> _Prompt_
Rename "positive clicks" to "foreground clicks" in every entry below and write the lines again with nothing else changed. Leave out the pictures.

[Saved data entries]

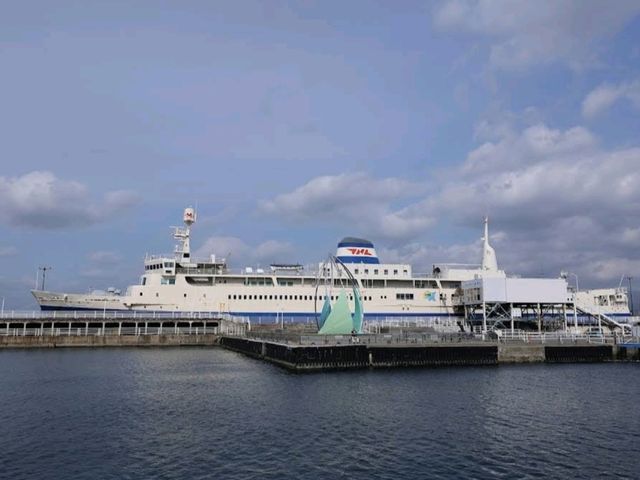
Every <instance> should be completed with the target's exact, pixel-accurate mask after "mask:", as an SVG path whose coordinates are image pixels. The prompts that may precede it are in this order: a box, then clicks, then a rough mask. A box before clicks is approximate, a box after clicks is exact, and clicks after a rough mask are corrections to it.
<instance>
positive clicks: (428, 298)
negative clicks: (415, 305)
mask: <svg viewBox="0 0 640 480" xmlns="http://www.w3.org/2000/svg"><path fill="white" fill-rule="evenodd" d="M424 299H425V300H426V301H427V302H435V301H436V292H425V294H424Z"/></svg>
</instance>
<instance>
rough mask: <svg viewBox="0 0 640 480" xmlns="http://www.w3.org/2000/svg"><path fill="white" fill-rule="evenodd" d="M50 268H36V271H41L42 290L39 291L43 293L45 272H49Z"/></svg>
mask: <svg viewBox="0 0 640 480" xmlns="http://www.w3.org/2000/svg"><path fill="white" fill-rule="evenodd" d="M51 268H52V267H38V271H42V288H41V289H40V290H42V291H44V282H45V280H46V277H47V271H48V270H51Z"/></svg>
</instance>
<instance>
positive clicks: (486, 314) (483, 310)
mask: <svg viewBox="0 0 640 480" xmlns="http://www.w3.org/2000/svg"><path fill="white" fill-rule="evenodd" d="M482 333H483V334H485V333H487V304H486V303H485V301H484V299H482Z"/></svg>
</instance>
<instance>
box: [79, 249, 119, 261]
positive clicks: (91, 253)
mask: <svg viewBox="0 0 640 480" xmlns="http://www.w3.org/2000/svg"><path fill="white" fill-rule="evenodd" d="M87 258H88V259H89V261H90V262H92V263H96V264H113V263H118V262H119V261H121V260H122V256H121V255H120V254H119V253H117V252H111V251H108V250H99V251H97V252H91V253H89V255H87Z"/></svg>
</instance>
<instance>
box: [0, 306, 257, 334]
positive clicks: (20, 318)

> _Completed exercise_
Every <instance> should be completed with the target's exact, pixel-accurate mask after "mask:", as an SVG path whose coordinates are image pixels. The prompts that may precede it are in this order: a box, then clicks, then a rough mask. A box before clicks is approximate, a box after clicks is exact, and clicks after a rough mask are corrections to it.
<instance>
foreground clicks: (428, 298)
negative clicks: (415, 305)
mask: <svg viewBox="0 0 640 480" xmlns="http://www.w3.org/2000/svg"><path fill="white" fill-rule="evenodd" d="M424 299H425V300H426V301H427V302H435V301H436V292H425V294H424Z"/></svg>
</instance>
<instance>
rough mask: <svg viewBox="0 0 640 480" xmlns="http://www.w3.org/2000/svg"><path fill="white" fill-rule="evenodd" d="M50 268H36V271H41L42 290L39 291L43 293L45 272H49Z"/></svg>
mask: <svg viewBox="0 0 640 480" xmlns="http://www.w3.org/2000/svg"><path fill="white" fill-rule="evenodd" d="M51 268H52V267H38V271H42V288H41V289H40V290H42V291H44V282H45V280H46V277H47V271H48V270H51Z"/></svg>
</instance>
<instance>
foreground clicks: (486, 314) (483, 310)
mask: <svg viewBox="0 0 640 480" xmlns="http://www.w3.org/2000/svg"><path fill="white" fill-rule="evenodd" d="M482 333H483V334H485V333H487V304H486V303H485V301H484V299H482Z"/></svg>
</instance>
<instance>
box: [79, 249, 119, 261]
foreground clicks: (91, 253)
mask: <svg viewBox="0 0 640 480" xmlns="http://www.w3.org/2000/svg"><path fill="white" fill-rule="evenodd" d="M87 258H88V259H89V261H90V262H92V263H96V264H113V263H118V262H119V261H121V260H122V256H121V255H120V254H119V253H117V252H111V251H108V250H99V251H97V252H91V253H89V255H87Z"/></svg>
</instance>
<instance>
box: [0, 306, 257, 334]
foreground clicks: (20, 318)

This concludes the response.